Please copy out the Sarah McLachlan post below from "In my high school" up to and including "my junior year.", switching "sophomore" to "freshman".

* Source excerpt *
○ ○ ○ ○
Tag Archives: prior knowledge

Good Enough

In my high school years, I really loved Sarah McLachlan. I think I actually took the CD from my brother’s huge box of CDs — remember when you could get 12 CDs for  $1 or something crazy like that from BMG? — and just started listening, without much prior knowledge of what her music would be like. When I like something, I tend to love it; no lukewarm feelings for this girl. So I used to play track 4, “Good Enough,” off her album Fumbling Towards Ecstasy over and over again starting somewhere between late sophomore year and into my junior year.

“So don’t tell me why
He’s never been good to you,
Don’t tell me why
He’s never been there for you,
And don’t you know that why
Is simply not good enough,
Oh, so just let me try
And I will be good to you
Just let me try
And I will be there for you
I’ll show you why
You’re so much more than good enough”

While I’m sure there there are lots of interpretations of these final chorus lyrics — as there are any time words are put out into the universe — the part that always resonated with me was the phrase “good enough,” especially the last line: “I’ll show you why/You’re so much more than good enough.”
○ ○ ○ ○
* Information shown *
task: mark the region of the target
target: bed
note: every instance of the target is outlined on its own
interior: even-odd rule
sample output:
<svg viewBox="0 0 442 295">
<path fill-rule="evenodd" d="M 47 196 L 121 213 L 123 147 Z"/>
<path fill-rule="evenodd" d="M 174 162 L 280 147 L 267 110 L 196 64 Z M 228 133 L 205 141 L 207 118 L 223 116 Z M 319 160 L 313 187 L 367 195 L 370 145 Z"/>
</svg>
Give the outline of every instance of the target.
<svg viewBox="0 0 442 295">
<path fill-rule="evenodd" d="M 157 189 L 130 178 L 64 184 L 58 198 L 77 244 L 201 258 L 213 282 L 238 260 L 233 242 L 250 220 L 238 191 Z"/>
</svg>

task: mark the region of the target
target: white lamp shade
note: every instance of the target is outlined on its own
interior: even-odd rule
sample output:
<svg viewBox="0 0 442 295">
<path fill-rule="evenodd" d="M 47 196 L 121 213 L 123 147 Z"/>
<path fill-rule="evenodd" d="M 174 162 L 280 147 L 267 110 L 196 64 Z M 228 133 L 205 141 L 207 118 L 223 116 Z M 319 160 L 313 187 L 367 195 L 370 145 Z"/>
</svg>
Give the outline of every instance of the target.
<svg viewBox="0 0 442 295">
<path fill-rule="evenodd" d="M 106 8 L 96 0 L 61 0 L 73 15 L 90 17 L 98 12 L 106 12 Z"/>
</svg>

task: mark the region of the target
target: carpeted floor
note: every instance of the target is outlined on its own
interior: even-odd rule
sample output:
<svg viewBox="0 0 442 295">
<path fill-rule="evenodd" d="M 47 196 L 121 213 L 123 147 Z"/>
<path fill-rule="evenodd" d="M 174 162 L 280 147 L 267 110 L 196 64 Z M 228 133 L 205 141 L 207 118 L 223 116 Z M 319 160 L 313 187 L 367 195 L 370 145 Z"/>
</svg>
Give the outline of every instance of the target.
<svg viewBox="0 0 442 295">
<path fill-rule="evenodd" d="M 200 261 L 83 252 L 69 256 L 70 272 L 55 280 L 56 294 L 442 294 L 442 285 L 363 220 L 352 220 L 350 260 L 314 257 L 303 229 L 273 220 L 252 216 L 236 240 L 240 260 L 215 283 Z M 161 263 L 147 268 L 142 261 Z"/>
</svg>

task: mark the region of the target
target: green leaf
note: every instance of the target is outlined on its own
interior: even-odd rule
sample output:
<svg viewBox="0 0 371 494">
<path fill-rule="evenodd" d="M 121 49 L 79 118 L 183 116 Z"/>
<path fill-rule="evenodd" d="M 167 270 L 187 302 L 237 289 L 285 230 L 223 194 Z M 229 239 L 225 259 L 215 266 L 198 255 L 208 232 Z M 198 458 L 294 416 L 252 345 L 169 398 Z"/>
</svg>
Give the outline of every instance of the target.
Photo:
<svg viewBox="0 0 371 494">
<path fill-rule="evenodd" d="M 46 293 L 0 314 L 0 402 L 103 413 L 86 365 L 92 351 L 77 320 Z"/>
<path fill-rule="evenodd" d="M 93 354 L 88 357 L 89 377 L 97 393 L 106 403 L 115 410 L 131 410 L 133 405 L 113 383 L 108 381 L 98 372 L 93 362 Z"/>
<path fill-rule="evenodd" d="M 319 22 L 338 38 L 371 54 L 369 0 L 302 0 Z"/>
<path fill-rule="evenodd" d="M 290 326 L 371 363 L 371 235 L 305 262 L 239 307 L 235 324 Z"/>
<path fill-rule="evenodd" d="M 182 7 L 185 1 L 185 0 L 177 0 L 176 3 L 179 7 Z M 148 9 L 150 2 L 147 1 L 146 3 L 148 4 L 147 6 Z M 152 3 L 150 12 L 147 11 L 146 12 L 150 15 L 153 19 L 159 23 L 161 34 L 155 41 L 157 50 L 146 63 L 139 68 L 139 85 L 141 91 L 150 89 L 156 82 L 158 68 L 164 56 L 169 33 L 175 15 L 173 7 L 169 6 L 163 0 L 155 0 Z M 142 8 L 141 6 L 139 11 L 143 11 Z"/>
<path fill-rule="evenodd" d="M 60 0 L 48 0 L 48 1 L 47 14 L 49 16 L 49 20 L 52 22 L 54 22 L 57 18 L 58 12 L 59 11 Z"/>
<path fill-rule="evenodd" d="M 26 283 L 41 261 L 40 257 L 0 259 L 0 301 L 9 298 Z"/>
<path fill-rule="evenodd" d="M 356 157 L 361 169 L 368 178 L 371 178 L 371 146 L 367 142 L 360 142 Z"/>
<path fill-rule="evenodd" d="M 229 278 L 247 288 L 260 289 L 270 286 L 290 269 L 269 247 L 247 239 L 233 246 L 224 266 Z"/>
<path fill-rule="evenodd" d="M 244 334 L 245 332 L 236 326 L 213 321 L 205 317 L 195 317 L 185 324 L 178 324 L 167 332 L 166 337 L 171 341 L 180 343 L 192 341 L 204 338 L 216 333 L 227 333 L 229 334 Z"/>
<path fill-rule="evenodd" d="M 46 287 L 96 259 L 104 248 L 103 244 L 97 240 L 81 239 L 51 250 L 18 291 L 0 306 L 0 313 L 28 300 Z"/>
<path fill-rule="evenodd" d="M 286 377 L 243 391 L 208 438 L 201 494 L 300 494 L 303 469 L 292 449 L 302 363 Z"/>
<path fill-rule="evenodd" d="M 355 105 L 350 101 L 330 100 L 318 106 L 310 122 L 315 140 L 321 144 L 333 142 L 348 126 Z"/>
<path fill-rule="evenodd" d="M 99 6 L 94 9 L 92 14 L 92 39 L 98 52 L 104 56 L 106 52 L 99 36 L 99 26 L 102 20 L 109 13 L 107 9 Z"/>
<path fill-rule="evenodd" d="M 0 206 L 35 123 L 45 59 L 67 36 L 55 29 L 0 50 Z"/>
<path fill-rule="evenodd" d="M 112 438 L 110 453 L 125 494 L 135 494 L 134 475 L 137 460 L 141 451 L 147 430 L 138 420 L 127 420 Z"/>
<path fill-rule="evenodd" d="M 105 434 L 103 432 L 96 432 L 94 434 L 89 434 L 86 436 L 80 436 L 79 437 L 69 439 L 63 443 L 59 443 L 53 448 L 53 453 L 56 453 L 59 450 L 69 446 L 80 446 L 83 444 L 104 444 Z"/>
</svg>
○ ○ ○ ○
* Answer below *
In my high school years, I really loved Sarah McLachlan. I think I actually took the CD from my brother’s huge box of CDs — remember when you could get 12 CDs for  $1 or something crazy like that from BMG? — and just started listening, without much prior knowledge of what her music would be like. When I like something, I tend to love it; no lukewarm feelings for this girl. So I used to play track 4, “Good Enough,” off her album Fumbling Towards Ecstasy over and over again starting somewhere between late freshman year and into my junior year.